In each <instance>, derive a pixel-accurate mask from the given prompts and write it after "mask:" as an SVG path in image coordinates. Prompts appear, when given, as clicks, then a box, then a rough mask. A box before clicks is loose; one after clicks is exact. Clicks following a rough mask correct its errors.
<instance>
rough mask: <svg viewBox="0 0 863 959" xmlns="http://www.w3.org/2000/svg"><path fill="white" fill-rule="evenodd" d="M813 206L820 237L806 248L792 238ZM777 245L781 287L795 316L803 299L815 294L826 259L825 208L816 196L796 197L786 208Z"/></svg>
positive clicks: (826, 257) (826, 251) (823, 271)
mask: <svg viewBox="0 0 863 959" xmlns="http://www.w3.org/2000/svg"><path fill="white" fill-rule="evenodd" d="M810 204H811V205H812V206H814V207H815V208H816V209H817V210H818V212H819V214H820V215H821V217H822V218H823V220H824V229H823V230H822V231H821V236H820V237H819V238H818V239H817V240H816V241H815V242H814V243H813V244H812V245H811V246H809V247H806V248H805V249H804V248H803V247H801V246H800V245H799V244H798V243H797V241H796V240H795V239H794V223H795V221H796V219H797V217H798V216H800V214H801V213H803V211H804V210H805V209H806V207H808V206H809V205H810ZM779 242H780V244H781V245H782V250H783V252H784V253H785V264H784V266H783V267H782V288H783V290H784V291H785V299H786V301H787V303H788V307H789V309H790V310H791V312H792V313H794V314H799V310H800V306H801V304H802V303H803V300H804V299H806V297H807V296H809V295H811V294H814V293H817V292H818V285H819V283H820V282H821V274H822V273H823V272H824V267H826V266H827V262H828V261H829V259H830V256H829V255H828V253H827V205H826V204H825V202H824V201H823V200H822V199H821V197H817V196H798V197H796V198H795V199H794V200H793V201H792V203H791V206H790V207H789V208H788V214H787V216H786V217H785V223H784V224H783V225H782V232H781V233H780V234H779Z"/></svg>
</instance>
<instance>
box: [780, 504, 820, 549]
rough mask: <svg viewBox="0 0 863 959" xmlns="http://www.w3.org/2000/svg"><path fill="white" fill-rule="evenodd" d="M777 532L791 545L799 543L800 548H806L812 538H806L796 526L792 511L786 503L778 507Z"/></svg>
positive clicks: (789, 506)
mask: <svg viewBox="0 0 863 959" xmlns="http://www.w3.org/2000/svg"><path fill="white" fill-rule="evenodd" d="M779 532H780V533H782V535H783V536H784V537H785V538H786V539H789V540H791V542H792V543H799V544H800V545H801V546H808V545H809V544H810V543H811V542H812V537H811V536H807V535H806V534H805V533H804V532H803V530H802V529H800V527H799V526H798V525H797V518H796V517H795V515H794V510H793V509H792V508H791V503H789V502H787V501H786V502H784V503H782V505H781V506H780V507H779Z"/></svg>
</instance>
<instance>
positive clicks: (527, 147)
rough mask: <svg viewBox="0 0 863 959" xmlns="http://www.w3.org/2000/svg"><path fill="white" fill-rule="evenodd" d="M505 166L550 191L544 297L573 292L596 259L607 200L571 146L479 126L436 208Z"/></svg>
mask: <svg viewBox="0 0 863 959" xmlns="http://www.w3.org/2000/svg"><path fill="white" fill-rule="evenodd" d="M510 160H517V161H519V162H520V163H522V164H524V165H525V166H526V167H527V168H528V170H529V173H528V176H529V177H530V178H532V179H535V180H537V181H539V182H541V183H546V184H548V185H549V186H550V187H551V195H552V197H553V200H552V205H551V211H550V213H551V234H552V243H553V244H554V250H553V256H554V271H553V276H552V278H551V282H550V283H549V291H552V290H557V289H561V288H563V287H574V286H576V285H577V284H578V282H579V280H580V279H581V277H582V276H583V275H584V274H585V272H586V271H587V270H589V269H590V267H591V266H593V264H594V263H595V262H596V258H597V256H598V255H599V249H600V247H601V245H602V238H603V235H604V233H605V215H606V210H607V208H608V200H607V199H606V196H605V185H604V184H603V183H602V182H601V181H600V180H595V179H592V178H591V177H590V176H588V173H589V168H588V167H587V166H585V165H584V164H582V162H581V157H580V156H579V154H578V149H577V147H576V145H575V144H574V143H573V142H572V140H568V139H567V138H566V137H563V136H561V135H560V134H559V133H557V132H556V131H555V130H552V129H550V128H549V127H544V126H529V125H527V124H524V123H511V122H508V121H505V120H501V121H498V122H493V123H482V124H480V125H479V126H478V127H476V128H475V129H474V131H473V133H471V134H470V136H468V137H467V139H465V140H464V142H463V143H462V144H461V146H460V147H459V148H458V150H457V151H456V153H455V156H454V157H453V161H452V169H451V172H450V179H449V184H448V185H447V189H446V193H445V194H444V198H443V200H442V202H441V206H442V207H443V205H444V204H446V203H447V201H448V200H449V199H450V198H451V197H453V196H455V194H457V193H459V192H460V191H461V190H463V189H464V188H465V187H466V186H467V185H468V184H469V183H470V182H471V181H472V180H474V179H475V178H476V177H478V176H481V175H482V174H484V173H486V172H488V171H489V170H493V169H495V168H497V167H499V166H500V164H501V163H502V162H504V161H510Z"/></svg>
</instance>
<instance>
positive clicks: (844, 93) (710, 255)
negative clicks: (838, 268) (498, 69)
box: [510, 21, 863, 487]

WHAT TO PRODUCE :: Please write out exactly the lines from the start of the data through the line that contains "206L820 237L806 248L792", both ends included, and nothing else.

OUTPUT OF THE TASK ::
In each <instance>, derive a pixel-accurate mask from the given prompts and write it after "mask:" as an SVG path in image coordinates. Prompts appear, when given, as clicks, then a box, then a rough mask. A box before clicks is loose; one after clicks is exact. Clicks following a rough mask correct its errors.
<instance>
rough mask: <svg viewBox="0 0 863 959" xmlns="http://www.w3.org/2000/svg"><path fill="white" fill-rule="evenodd" d="M813 206L820 237L806 248L792 238ZM777 245L781 287L795 316L803 299L815 294L826 259L825 208L816 196L796 197L786 208Z"/></svg>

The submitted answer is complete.